> [Data lines]:

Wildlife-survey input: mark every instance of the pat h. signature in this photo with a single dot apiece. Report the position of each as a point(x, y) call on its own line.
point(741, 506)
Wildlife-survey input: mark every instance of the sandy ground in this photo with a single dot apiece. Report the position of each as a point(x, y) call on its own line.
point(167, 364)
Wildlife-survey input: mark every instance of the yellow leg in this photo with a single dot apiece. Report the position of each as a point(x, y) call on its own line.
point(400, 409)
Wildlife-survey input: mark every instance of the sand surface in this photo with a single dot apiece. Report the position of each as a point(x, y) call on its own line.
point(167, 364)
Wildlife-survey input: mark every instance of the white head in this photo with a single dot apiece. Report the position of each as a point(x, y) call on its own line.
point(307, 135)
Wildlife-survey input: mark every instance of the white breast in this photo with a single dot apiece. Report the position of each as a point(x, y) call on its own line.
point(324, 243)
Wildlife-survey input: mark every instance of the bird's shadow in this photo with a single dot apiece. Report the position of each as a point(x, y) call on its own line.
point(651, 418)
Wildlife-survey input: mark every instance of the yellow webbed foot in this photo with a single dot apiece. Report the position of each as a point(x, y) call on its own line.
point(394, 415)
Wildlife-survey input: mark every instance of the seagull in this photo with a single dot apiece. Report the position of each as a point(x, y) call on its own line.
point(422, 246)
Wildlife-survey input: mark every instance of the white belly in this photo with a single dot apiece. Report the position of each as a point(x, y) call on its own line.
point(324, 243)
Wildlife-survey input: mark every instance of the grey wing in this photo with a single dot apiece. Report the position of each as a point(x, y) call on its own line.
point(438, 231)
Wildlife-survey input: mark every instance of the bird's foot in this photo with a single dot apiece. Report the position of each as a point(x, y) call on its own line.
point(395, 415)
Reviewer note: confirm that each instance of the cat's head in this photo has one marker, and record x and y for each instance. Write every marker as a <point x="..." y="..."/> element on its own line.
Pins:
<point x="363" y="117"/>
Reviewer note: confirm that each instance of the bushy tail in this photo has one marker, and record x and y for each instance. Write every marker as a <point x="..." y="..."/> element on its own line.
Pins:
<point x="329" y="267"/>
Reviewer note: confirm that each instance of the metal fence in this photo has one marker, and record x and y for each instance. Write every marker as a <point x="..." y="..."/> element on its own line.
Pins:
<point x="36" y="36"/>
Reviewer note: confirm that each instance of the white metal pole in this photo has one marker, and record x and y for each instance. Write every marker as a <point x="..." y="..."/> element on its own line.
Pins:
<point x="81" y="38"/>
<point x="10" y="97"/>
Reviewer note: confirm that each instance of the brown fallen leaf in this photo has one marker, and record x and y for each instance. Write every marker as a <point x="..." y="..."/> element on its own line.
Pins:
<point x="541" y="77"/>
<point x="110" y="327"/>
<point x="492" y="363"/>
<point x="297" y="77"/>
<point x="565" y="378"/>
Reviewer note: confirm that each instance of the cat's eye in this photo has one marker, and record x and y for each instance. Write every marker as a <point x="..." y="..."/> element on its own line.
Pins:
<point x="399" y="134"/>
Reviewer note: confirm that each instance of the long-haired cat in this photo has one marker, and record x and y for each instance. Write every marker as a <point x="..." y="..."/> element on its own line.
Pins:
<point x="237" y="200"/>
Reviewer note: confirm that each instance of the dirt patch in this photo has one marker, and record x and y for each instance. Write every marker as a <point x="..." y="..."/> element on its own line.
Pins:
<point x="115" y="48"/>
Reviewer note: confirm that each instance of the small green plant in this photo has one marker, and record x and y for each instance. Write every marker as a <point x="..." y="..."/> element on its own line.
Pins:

> [Written request]:
Update the lines starting at the line that contains "Wildlife-survey input: mark every instance of the sand surface" and ending at the line that contains "point(394, 415)" by changing every "dot" to "marker" and leaving everything else untouched.

> [Solution below]:
Wildlife-survey input: mark every instance of the sand surface in this photo with a single marker apiece. Report the position of each as a point(x, y) call on its own line.
point(167, 364)
Wildlife-survey input: mark every instance of the white head in this photo with a single marker apiece. Report the position of each as a point(x, y) call on its own line.
point(307, 135)
Wildlife-survey input: mark every instance of the white breast in this photo with a single marker apiece. Report the position of each as a point(x, y) call on its own line.
point(324, 243)
Wildlife-survey input: mark every instance of the bird's shadow in this photo with a single marker apiece. Report the position of each as a point(x, y) call on its own line.
point(651, 418)
Wildlife-survey input: mark every instance of the yellow webbed foot in this photo with a single marker apiece. Report the position of each as a point(x, y) call on its own line.
point(394, 415)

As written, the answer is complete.